Metin Parçası
· · · · · · ·

BİYOGRAFİ & KİM KİMDİR ? NE NEDİR ?

BİYOGRAFİ DOSYASI : TÜRK BÜROKRASİ TARİHİNİN EN BAŞARILI VALİSİ VE GURURU MÜSTESNA DEVLET ADAMI RECEP YAZICIOĞLU'NU TANIYALIM !!!


ÖZEL BÜRO NOTU : SAYIN VALİM
TOPRAĞIN BOL, KABRİN NUR OLSUN. SEN BU ÜLKENİN BÜROKRASİ TARİHİNİN YÜZ AKISIN,
GURURUSUN, MEDARI İFTİHARISIN. BİR VALİNİN, BİR DEVLET ADAMININ NASIL OLMASI
GEREKTİĞİNİN PROFİLİSİN, ÖRNEĞİSİN.
“EVET
EFENDİMCİ, TAMAM EFENDİMCİ”
YALAKA BÜROKRATLARIN SENDEN VE
ESERLERİNDEN ÖĞRENECEĞİ ÇOK ŞEY VAR. BU BAYRAK BU VATANDA DALGALANDIKÇA
MÜSTESNA YERİN KALBİMİZDE İLELEBET MUHAFAZA EDİLECEKTİR. NUR İÇİNDE YAT BÜYÜK
ADAM.
 

SEVİM SAY :  UNUTMADIK SEVGİLİ VALİM !

· · · · · · ·

Yapılacaklar
**a.** Recep Yazıcıoğlu üzerine metinden “BİYOGRAFİ DOSYASI : TÜRK” ile başlayıp “GEREKTİĞİNİN PROFİLİSİN, ÖRNEĞİSİN.” sözleri de dahil olmak üzere oraya kadar süren bölümü hiç değiştirmeden çıkarın.
**b.** Recep Yazıcıoğlu üzerine metne göre şu ifadeler doğru mu: (i) Recep Yazıcıoğlu metinde bir vali olarak anılır; (ii) yalaka bürokratların Recep Yazıcıoğlu'ndan öğreneceği bir şey yoktur; (iii) Sevim Say'ın notunda Recep Yazıcıoğlu'nun unutulduğu söylenir. Her biri için evet ya da hayır deyin ve kararı belirleyen sözleri metinden olduğu gibi alıntılayın.

Gösterilen Bilgiler
· · · · · · ·

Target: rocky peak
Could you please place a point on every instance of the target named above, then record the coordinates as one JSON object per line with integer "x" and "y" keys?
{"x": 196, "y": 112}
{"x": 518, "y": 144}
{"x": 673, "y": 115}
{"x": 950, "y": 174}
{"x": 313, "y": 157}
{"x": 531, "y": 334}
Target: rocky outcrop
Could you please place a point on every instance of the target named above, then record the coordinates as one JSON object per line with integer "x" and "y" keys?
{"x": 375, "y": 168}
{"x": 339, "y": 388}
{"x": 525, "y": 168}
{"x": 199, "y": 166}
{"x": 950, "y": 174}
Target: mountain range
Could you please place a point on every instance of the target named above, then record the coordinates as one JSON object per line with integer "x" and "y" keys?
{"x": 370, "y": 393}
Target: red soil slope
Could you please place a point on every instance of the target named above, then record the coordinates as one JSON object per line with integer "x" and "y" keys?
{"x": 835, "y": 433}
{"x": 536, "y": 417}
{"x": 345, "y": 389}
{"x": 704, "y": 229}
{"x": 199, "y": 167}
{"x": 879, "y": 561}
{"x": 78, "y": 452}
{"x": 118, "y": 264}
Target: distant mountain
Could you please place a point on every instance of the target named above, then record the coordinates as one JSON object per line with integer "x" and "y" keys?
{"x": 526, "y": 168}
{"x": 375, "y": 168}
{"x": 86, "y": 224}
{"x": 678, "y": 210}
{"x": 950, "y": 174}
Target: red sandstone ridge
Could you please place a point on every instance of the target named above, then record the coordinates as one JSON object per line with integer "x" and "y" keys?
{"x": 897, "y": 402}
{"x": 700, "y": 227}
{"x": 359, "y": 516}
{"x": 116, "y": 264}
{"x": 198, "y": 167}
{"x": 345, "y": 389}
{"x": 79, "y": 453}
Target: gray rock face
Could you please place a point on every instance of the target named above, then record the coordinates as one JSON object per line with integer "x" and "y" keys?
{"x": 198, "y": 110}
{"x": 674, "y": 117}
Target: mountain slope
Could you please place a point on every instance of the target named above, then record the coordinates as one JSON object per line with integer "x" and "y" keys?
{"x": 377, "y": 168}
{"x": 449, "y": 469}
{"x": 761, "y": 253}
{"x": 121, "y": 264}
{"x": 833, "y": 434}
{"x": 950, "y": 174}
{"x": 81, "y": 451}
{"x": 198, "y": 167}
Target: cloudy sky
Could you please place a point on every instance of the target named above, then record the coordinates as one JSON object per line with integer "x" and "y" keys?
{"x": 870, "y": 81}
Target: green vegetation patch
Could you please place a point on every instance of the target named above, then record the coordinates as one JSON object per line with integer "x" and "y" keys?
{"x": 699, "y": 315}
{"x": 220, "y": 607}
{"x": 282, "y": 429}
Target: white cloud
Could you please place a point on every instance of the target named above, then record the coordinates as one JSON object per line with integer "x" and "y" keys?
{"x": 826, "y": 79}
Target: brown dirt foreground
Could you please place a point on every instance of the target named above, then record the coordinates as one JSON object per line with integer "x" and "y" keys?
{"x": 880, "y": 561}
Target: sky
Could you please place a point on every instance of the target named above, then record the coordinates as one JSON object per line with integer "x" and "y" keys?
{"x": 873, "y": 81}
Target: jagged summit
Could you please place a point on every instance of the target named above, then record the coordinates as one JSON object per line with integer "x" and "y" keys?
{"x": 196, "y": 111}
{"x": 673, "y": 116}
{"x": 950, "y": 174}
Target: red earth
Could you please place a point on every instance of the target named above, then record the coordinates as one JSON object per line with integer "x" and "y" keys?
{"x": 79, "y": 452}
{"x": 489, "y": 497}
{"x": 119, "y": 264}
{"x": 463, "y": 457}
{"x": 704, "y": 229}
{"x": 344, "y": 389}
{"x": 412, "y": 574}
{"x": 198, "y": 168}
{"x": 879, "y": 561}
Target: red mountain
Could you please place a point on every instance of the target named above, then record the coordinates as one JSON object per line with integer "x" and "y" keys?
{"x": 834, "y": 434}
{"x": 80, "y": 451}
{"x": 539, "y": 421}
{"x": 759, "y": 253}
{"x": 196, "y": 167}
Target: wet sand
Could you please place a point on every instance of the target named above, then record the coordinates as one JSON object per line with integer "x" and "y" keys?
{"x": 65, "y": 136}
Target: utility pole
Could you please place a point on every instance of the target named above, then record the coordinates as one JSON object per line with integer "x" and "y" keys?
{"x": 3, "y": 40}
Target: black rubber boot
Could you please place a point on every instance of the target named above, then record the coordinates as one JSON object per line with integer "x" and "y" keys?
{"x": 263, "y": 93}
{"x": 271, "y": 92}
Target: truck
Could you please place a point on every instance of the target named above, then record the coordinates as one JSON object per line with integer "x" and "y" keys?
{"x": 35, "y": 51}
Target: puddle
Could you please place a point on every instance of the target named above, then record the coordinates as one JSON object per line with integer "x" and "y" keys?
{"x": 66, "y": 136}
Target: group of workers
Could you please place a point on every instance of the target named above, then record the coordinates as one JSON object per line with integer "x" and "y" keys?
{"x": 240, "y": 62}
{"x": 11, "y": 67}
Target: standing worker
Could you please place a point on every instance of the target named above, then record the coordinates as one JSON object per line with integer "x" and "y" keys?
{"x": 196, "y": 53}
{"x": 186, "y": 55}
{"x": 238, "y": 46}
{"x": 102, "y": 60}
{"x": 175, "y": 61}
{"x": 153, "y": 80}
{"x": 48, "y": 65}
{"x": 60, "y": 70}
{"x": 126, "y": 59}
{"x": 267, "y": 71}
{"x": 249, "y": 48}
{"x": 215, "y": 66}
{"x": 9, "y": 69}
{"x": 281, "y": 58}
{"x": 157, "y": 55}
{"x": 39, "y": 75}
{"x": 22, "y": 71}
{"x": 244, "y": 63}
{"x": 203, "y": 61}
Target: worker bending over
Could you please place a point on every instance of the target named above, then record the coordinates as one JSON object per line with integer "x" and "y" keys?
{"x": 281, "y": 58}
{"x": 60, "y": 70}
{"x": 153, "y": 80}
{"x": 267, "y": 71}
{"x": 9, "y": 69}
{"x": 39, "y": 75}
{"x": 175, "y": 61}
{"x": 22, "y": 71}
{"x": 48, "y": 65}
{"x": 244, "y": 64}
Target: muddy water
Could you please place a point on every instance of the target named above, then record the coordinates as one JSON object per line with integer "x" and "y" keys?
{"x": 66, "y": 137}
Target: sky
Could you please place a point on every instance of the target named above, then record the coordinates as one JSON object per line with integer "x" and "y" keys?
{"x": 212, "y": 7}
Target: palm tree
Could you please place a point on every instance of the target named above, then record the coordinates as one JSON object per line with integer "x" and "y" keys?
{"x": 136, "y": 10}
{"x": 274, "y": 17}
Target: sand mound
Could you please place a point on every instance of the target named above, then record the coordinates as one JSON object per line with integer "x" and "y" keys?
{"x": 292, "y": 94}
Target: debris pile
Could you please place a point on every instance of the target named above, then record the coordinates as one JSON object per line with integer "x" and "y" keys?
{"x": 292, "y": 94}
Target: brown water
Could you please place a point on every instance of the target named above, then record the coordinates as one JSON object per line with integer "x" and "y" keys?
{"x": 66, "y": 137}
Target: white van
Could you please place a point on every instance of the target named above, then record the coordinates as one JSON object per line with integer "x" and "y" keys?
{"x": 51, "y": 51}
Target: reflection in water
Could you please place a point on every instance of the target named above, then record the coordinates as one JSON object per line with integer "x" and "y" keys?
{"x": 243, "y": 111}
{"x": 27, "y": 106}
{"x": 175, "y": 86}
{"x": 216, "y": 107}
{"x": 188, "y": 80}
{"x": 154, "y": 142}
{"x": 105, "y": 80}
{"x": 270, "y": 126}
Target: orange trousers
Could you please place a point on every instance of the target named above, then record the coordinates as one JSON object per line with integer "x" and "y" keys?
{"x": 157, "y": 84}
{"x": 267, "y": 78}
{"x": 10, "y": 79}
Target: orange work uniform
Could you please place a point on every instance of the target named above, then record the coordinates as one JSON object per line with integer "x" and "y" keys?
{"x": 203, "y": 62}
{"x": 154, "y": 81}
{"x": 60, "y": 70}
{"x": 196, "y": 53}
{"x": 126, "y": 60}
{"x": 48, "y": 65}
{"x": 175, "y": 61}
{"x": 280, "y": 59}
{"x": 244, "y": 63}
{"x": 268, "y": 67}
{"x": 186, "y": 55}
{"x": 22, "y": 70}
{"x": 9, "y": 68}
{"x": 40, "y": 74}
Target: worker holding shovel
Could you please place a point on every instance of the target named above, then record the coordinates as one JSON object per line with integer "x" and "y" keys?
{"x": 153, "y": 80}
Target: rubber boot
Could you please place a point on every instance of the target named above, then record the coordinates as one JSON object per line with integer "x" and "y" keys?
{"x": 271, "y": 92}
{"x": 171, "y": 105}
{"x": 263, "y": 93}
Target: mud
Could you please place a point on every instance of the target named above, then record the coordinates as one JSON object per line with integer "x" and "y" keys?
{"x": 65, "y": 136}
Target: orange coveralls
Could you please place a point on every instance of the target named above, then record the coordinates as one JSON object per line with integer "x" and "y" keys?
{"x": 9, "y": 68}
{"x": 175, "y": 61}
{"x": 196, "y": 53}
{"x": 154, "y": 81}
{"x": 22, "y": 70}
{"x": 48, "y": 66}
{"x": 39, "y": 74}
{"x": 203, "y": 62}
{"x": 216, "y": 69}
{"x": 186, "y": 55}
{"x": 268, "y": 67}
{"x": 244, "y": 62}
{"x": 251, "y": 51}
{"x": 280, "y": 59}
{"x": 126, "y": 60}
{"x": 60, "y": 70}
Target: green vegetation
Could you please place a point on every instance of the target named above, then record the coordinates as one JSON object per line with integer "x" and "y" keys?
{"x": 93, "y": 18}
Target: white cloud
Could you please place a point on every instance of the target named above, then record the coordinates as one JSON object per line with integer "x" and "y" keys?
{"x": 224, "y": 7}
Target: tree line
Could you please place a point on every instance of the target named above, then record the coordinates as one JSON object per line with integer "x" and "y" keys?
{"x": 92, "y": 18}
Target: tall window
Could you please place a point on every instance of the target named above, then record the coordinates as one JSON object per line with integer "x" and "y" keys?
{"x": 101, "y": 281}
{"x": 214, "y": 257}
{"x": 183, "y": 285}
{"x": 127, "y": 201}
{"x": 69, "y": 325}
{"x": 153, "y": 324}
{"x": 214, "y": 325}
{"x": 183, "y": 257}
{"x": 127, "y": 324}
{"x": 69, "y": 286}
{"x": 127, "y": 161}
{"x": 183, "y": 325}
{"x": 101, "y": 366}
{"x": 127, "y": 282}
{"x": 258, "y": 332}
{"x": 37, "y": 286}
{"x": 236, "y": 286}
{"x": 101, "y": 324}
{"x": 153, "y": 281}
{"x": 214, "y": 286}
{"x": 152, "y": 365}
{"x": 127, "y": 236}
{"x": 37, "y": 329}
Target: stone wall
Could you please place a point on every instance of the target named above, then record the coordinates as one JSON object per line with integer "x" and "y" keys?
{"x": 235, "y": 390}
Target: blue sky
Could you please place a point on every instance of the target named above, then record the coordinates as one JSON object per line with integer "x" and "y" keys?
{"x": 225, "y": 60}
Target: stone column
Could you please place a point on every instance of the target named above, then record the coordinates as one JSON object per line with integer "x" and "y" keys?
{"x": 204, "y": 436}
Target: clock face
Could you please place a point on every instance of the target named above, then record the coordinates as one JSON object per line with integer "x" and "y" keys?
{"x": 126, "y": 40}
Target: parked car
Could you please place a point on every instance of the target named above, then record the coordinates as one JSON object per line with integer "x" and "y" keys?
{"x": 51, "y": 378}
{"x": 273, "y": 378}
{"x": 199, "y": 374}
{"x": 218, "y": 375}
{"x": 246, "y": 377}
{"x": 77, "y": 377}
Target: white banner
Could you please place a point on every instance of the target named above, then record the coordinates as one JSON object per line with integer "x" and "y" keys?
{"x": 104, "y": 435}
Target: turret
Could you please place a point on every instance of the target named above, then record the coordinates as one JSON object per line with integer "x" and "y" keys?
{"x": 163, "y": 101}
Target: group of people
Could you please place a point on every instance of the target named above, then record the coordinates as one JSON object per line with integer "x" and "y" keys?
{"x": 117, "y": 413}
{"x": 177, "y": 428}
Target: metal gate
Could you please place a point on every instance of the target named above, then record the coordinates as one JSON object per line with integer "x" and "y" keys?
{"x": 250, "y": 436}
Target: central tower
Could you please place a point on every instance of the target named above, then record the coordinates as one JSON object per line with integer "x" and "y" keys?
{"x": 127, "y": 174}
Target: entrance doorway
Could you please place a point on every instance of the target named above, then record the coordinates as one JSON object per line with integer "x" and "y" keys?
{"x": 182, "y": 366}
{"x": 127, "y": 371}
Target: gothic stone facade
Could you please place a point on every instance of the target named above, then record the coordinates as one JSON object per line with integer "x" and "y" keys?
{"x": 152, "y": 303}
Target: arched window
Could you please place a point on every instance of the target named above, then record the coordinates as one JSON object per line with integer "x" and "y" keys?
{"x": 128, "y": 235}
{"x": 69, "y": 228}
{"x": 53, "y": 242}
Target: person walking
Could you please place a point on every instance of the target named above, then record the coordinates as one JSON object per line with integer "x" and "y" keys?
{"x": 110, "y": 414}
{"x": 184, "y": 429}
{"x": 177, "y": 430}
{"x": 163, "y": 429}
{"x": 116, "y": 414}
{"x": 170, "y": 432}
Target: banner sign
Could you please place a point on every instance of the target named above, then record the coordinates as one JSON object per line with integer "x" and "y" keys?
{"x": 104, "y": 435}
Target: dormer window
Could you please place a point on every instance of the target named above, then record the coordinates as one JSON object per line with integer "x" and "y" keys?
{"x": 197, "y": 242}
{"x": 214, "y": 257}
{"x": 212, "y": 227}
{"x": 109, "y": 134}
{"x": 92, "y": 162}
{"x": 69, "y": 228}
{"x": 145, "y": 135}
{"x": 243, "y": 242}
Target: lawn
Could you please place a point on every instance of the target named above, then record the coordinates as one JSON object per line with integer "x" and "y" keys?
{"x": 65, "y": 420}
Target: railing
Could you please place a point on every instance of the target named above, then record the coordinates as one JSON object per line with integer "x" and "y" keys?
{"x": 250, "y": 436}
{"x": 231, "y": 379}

· · · · · · ·

Çözümler
**a.**
BİYOGRAFİ DOSYASI : TÜRK BÜROKRASİ TARİHİNİN EN BAŞARILI VALİSİ VE GURURU MÜSTESNA DEVLET ADAMI RECEP YAZICIOĞLU'NU TANIYALIM !!!


ÖZEL BÜRO NOTU : SAYIN VALİM
TOPRAĞIN BOL, KABRİN NUR OLSUN. SEN BU ÜLKENİN BÜROKRASİ TARİHİNİN YÜZ AKISIN,
GURURUSUN, MEDARI İFTİHARISIN. BİR VALİNİN, BİR DEVLET ADAMININ NASIL OLMASI
GEREKTİĞİNİN PROFİLİSİN, ÖRNEĞİSİN.

**b.**
(i) Evet: “TÜRK BÜROKRASİ TARİHİNİN EN BAŞARILI VALİSİ”
(ii) Hayır: “YALAKA BÜROKRATLARIN SENDEN VE ESERLERİNDEN ÖĞRENECEĞİ ÇOK ŞEY VAR”
(iii) Hayır: “UNUTMADIK SEVGİLİ VALİM”